# Purchasing property in Canada as a non-resident



## InstantOats (Sep 6, 2014)

Hi all,

I'm a non-resident for tax purpose and will be moving back to Canada next spring when my overseas job ends. I'm wondering if I can purchase a property prior to arriving without affecting my non-resident status?

Thanks in advance.


----------



## Mortgage u/w (Feb 6, 2014)

Are you considered non-resident or non-permanent resident? Not many banks accept non-resident status. Insurers no longer accept it either. You will need to declare income in Canada and have at least a work permit in Canada in order to qualify.


----------



## carverman (Nov 8, 2010)

I believe that as a non-resident, you can still purchase property in Canada but the property has to be registered in your name in the LAND TITLES office of each county within each province. 

That means paying land transfer taxes upon the purchase of the property and paying a lawyer to transfer the title from the seller to you, and of course HST on the legal services. 

Getting mortgage will be very difficult though, so the property would have to purchased with a money
transfer or some other means to satisfy the sale and purchase.

Then there is the real estate taxes that will apply.... and income taxes that may also apply.


> If non-residents stay in Canada for more than 182 consecutive days, they may be considered Canadian residents for Canadian income tax purposes.


- See more at: http://www.bcrea.bc.ca/working-with...elling-canadian-property#sthash.ocKcTR24.dpuf
ww.bcrea.bc.ca/working-with-a-realtor-/buying-and-selling-canadian-property


----------



## InstantOats (Sep 6, 2014)

Thanks for the info all, much appreciated.


----------

*INFORMATION PROVIDED*:
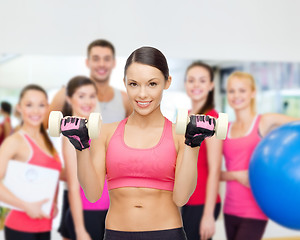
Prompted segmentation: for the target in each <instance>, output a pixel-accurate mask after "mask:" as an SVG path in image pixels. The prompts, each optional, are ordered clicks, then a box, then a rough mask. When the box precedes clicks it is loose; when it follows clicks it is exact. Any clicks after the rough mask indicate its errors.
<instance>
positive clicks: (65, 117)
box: [61, 117, 90, 151]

*WORK ORDER 1*: Duplicate the stretch from "That means paying" through "the legal services." in the thread on buying property in Canada as a non-resident.
*WORK ORDER 2*:
Using the thread on buying property in Canada as a non-resident, answer yes or no to each statement and quote the words that decide it.
(a) One reply says insurers still accept non-resident status.
(b) One reply says getting a mortgage will be very difficult for a non-resident.
(c) The quoted line says non-residents who stay in Canada for more than 182 consecutive days may be considered Canadian residents for income tax purposes.
*WORK ORDER 3*:
Answer these questions from the thread on buying property in Canada as a non-resident.
(a) When does the first poster plan to move back to Canada?
(b) Besides declaring income in Canada, what does the reply from Mortgage u/w say you need in order to qualify?
(c) According to carverman, where must the property be registered?

*TASK SOLUTION 1*:
That means paying land transfer taxes upon the purchase of the property and paying a lawyer to transfer the title from the seller to you, and of course HST on the legal services.

*TASK SOLUTION 2*:
(a) No: "Insurers no longer accept it either."
(b) Yes: "Getting mortgage will be very difficult though"
(c) Yes: "If non-residents stay in Canada for more than 182 consecutive days, they may be considered Canadian residents for Canadian income tax purposes."

*TASK SOLUTION 3*:
(a) Next spring, when the poster's overseas job ends.
(b) At least a work permit in Canada.
(c) In the poster's name, in the land titles office of each county within each province.